> SHORT TASK A
Copy word for word the stretch of the entries below from their start through the line containing "[121, 101, 205, 195]". Omit the pictures from your copy.

> SOURCE EXTRACT
^^^^
They can't load GPX XML file from anywhere else either – e.g., from a dedicated tracker. GeoLogTag stores its data in a SQLite database with several tables; this means it's not that easy to convert external data to this format for it to be used to tag photos, should you, for some reason, still want to use the app for tagging. (And, of course, overwriting this file would only work on a jailbroken phone.) Note that while the 38KM records the location every 5 seconds, GeoLogTag's default is about 3 seconds, but, to converse battery life, even 3/10 etc. minutes can be set while configuring logging.

BTstack GPS and the BTGP-38KM; iOS 5

I've tested BTstack GPS (see my previous article for more info) with the BTGP-38KM in BT receiver mode, connected to both iOS 4.2.1 (a 2nd generation iPod touch) and iOS 5 GM iPad 1. Both worked flawlessly.

Note that, currently, if you install BTstack GPS on any machine, regardless of the model (an iPt report is HERE), running iOS 5 GM, the device will continuously be in “Safe mode” (unlike when you “only” jailbreak it). This is a common problem with current Cydia apps – if you install, for example, iMame4All, the same happens. Nevertheless, these apps still work; that is, if you don't use any Cydia apps adversely affected by Safe mode, you can already use these “offending” apps under the current iOS 5 beta version(s).

Also note that, when used as a connected, external Bluetooth receiver, the BTGP-38KM doesn't save the track to its internal memory, not even if you disconnect it from the client. You'll need to power down and, then, up the BTGP-38KM to (re)start logging.

Update (10/10/2011): I've played a bit with the serial support in OS X to fix the „Failed to open port (Resource busy)” error displayed by GPSBabel so that I can switch to using OS X from Parallels (Windows) to backup my track logs from my GPS tracker. Some remarks:

- the self-standing Bluetooth Serial Utility has been removed from OS X 10.4+ (as is also explained HERE). Several (older) „Using a Bluetooth GPS Receiver with GPSBabel”-type of articles (for example THIS) refer to this old app. It's no longer existing.
^^^^
[Some entries]
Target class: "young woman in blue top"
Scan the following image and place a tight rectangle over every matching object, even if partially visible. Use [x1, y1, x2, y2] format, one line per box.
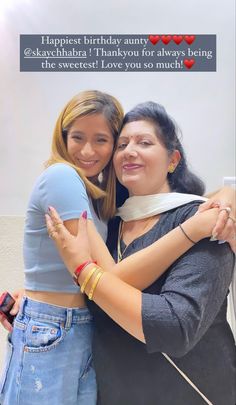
[44, 102, 236, 405]
[0, 91, 236, 405]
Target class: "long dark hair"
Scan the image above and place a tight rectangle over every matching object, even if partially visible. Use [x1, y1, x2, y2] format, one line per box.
[121, 101, 205, 195]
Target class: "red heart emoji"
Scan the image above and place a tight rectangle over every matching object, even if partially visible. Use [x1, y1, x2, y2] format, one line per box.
[184, 35, 196, 45]
[148, 35, 160, 45]
[161, 35, 172, 45]
[173, 35, 184, 45]
[184, 59, 195, 69]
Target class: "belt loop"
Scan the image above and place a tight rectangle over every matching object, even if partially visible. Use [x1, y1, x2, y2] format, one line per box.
[18, 297, 27, 319]
[65, 308, 72, 330]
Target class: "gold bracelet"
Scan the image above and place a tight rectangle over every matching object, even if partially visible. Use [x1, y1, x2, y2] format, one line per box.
[80, 267, 99, 293]
[88, 271, 104, 301]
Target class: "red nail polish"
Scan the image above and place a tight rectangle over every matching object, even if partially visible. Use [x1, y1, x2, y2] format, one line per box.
[82, 211, 88, 219]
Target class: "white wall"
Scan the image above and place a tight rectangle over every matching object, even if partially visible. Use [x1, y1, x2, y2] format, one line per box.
[0, 0, 235, 366]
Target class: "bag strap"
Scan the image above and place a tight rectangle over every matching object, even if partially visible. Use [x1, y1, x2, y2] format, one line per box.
[162, 353, 213, 405]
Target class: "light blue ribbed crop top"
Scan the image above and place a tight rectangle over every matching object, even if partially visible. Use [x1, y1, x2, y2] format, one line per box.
[23, 163, 107, 293]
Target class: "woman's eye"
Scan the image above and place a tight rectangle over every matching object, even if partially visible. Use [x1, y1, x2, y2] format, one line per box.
[117, 143, 127, 150]
[140, 141, 151, 146]
[72, 135, 83, 141]
[97, 138, 107, 143]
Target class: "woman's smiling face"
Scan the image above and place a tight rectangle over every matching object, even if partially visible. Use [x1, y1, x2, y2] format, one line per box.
[113, 120, 178, 195]
[67, 114, 114, 178]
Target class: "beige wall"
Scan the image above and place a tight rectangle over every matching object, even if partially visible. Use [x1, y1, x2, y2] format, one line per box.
[0, 216, 24, 369]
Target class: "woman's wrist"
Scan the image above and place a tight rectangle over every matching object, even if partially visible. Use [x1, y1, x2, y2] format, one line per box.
[182, 215, 205, 243]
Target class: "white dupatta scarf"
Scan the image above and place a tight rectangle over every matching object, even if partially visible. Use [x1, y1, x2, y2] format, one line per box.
[116, 193, 236, 405]
[116, 193, 207, 222]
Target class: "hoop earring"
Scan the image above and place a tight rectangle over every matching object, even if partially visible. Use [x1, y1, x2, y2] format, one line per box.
[168, 164, 175, 173]
[98, 172, 103, 184]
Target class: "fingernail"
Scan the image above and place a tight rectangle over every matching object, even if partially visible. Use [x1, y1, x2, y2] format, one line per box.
[82, 211, 88, 219]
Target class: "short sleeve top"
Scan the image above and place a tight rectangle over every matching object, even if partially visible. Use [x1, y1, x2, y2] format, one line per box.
[23, 163, 106, 293]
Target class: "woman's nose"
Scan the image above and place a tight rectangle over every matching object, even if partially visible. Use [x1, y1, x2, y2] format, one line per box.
[124, 143, 137, 157]
[81, 142, 95, 156]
^^^^
> SHORT TASK B
Quote the stretch of the GPS logger article above from "Also note that, when" through "no longer existing.".

> FINISHED ANSWER A
Target class: "young woman in blue top"
Scan the following image and place a tight rectangle over every matching object, even if partially visible. Use [x1, y1, x2, y2] format, one line per box.
[44, 102, 236, 405]
[0, 91, 236, 405]
Target class: "long dark hair"
Scan the image above and place a tight rectangle over every matching object, even if partially visible. Use [x1, y1, x2, y2] format, one line per box.
[121, 101, 205, 195]

> FINISHED ANSWER B
Also note that, when used as a connected, external Bluetooth receiver, the BTGP-38KM doesn't save the track to its internal memory, not even if you disconnect it from the client. You'll need to power down and, then, up the BTGP-38KM to (re)start logging.

Update (10/10/2011): I've played a bit with the serial support in OS X to fix the „Failed to open port (Resource busy)” error displayed by GPSBabel so that I can switch to using OS X from Parallels (Windows) to backup my track logs from my GPS tracker. Some remarks:

- the self-standing Bluetooth Serial Utility has been removed from OS X 10.4+ (as is also explained HERE). Several (older) „Using a Bluetooth GPS Receiver with GPSBabel”-type of articles (for example THIS) refer to this old app. It's no longer existing.